[Data records]

+ + +

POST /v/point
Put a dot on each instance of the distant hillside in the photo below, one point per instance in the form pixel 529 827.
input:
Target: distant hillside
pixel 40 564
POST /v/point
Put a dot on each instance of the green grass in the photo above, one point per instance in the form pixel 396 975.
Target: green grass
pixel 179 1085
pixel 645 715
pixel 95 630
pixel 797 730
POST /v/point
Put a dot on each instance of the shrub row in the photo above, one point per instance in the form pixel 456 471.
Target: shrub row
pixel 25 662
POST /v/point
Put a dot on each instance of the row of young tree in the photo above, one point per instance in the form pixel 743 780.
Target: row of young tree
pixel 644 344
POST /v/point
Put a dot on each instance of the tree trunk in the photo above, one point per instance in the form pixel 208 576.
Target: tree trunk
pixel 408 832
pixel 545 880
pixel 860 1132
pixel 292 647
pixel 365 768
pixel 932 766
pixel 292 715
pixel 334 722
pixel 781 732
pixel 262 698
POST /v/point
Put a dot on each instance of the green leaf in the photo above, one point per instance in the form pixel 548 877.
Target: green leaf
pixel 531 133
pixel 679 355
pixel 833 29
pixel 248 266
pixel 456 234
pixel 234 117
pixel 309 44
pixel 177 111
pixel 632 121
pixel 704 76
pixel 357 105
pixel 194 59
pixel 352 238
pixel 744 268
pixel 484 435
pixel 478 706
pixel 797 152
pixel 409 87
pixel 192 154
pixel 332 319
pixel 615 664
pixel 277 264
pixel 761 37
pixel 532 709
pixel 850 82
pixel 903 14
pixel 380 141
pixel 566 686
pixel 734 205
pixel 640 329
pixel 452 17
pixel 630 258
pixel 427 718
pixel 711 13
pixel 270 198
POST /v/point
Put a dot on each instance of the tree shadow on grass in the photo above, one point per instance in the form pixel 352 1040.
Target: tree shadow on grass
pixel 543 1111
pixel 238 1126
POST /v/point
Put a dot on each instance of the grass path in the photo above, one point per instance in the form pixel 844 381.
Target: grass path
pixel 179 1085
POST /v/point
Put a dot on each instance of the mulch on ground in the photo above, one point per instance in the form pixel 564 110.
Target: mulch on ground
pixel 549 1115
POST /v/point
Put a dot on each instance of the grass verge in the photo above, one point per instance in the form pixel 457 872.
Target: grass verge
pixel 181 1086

+ + +

DIRECTIONS: Every entry, from the first line to the last, should be retyped exactly.

SOLUTION:
POST /v/point
Put a dot on each instance of the distant hillside in the photo below, one point per instance in the form pixel 529 827.
input:
Target: distant hillside
pixel 40 564
POST /v/point
Put a dot on each instance of the green grass in the photo above, one point per instance in the form pixel 396 975.
Target: green grass
pixel 179 1085
pixel 645 715
pixel 95 630
pixel 797 730
POST /v/point
Put a dot on each instance of the shrub row in the photo above, one point per instance in the form pixel 456 471.
Target: shrub row
pixel 25 662
POST /v/point
Put a dot on each instance of the row of young tree in the photo above, one point per instance in the form pixel 743 780.
Target: row of young tree
pixel 644 344
POST /v/point
Put a dot on each instance of the tree trunk in the photo above, one point per instance in the form pixel 208 576.
Target: tree trunk
pixel 408 832
pixel 545 880
pixel 860 1132
pixel 292 647
pixel 365 768
pixel 932 766
pixel 292 715
pixel 334 722
pixel 781 732
pixel 262 698
POST /v/point
Put a dot on each instance of the green leaf in the photo above, one point per instance in the form pixel 548 877.
Target: green leaf
pixel 531 133
pixel 679 355
pixel 833 29
pixel 248 266
pixel 456 234
pixel 234 117
pixel 309 44
pixel 177 111
pixel 632 121
pixel 704 76
pixel 357 105
pixel 194 59
pixel 352 238
pixel 744 268
pixel 484 435
pixel 478 706
pixel 797 152
pixel 409 87
pixel 192 154
pixel 332 319
pixel 615 664
pixel 277 264
pixel 761 37
pixel 532 709
pixel 850 82
pixel 903 14
pixel 380 141
pixel 566 686
pixel 734 205
pixel 640 329
pixel 452 17
pixel 630 258
pixel 427 718
pixel 711 13
pixel 270 198
POST /v/point
Put a dot on each instance of the tree shadow on grass in the photo above, one point per instance in the form pixel 352 1040.
Target: tree shadow on grass
pixel 543 1111
pixel 238 1126
POST /v/point
Put a dot on each instance of the grass path in the photo above, one point per instance in the form pixel 844 381.
Target: grass path
pixel 179 1085
POST /v/point
Put a dot on each instance of the mulch on ground in the photo above, one point per instance in the form pixel 564 110.
Target: mulch on ground
pixel 549 1115
POST /v/point
Put a dot on each instance of the grass verge in the photo above, one point per instance in the form pixel 457 872.
Target: grass verge
pixel 181 1086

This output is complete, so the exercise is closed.